** Start of Selected excerpt **

Centralized Prometheus and Grafana Setup for Amazon EKS

Aafaq Rashid

Overview

In this blog post, we’ll explore the process of setting up centralized monitoring for Amazon EKS clusters using Prometheus and Grafana. We’ll delve into the challenges encountered when monitoring multiple EKS clusters and discuss how a centralized solution can streamline operations and enhance visibility. Additionally, we’ll provide a detailed summary of the solution, including step-by-step instructions and the salient features of our approach.

Challenges in Implementing a Monitoring System for EKS

  • Complexity: EKS clusters are intricate, making monitoring challenging.

  • Scalability: Ensuring monitoring scales with cluster growth is crucial.

  • Visibility: Managing multiple clusters requires centralized monitoring.

  • Resource Management: Monitoring tools can strain resources if not managed efficiently.

  • Data Aggregation: Collecting metrics from diverse sources requires careful setup.

  • Security: Balancing access with security standards is crucial.

  • Alerting Efficiency: Effective alerting systems need careful configuration for prompt response.

 

Summary of the Solution

Our solution involves setting up centralized monitoring for EKS infrastructure using Prometheus and Grafana. We deploy Prometheus and Grafana on a centralized EC2 server, ensuring efficient resource utilization. Additionally, we configure Prometheus to scrape metrics from EKS cluster ALB targets, enabling centralized monitoring. Grafana dashboards are customized to provide comprehensive insights into the health and performance of multiple EKS clusters. This setup facilitates efficient management, uniform monitoring configurations, and informed decision-making, ultimately enhancing visibility and aiding in proactive maintenance.

The high-level architecture diagram illustrates the components involved in our centralized monitoring setup.

Prerequites:

  • Familiarity with Prometheus and Grafana
  • Understanding of EKS
  • Basic knowledge of AWS Cloud
  • Comfortable working with YAML files

Implementation Steps:

To establish a centralized monitoring system for EKS using Prometheus and Grafana. Our approach involves creating an AWS EC2 instance where we’ll install Prometheus and Grafana packages. Additionally, we’ll leverage the Prometheus community Helm chart to deploy essential components such as Prometheus-server, kube-state-metrics, and node-exporter on each Amazon EKS cluster to collect metrics.

  1. Provisioning an AWS EC2 Instance
    To start, set up an AWS EC2 instance running Amazon Linux 2 for hosting the centralized monitoring system. Ensure that the instance is provisioned with sufficient resources to manage the monitoring tasks effectively. Establish a high availability architecture on AWS by deploying a centralized monitoring server using Auto Scaling Groups across multiple availability zones.

** End of Selected excerpt **

§ Your task
According to the EKS monitoring guide, which operating system should the AWS EC2 instance run? Rely only on the EKS monitoring guide above.

** Start of Records shown **

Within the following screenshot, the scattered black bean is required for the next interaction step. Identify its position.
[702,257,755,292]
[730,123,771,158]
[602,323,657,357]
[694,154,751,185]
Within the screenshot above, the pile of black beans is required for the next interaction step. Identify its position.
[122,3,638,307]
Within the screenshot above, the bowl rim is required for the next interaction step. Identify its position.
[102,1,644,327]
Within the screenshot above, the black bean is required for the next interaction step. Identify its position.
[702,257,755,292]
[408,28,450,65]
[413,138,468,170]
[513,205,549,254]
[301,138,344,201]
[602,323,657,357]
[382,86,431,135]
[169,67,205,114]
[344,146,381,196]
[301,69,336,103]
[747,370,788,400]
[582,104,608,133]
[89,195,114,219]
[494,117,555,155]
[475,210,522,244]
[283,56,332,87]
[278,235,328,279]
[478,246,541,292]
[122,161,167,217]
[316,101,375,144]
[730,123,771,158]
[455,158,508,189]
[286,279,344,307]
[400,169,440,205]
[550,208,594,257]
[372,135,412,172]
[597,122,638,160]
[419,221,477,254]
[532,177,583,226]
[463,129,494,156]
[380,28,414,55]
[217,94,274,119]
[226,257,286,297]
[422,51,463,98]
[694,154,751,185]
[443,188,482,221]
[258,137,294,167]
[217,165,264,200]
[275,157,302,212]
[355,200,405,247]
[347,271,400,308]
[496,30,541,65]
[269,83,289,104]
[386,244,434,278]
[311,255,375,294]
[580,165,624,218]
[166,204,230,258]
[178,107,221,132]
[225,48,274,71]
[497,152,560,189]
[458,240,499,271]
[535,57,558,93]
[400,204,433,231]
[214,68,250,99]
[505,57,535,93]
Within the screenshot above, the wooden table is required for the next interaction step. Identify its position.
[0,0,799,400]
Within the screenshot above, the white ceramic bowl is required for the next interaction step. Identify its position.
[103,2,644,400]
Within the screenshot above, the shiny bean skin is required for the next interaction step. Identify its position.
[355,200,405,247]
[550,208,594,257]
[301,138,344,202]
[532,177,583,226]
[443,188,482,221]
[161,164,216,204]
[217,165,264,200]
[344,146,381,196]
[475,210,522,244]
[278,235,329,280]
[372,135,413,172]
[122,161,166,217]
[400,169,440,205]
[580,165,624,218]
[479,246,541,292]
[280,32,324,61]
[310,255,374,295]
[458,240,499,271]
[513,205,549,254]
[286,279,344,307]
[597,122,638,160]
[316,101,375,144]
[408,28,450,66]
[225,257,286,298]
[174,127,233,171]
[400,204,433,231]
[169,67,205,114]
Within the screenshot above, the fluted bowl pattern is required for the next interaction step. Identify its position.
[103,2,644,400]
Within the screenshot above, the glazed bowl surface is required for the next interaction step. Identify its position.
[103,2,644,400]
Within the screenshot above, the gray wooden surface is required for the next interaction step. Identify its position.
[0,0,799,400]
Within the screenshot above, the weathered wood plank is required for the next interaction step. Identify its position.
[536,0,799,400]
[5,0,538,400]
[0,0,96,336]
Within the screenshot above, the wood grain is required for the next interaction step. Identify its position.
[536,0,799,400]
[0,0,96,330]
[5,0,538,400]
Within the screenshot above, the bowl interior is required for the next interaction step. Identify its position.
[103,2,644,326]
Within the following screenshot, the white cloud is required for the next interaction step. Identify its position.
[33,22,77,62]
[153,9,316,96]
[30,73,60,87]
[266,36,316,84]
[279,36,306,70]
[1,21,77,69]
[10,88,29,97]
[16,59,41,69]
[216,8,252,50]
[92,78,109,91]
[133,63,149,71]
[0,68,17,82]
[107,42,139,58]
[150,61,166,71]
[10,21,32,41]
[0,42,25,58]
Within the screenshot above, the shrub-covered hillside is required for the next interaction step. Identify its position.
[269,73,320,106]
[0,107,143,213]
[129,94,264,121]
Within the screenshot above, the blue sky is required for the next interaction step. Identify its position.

** End of Records shown **

§ Output of the exercise
Amazon Linux 2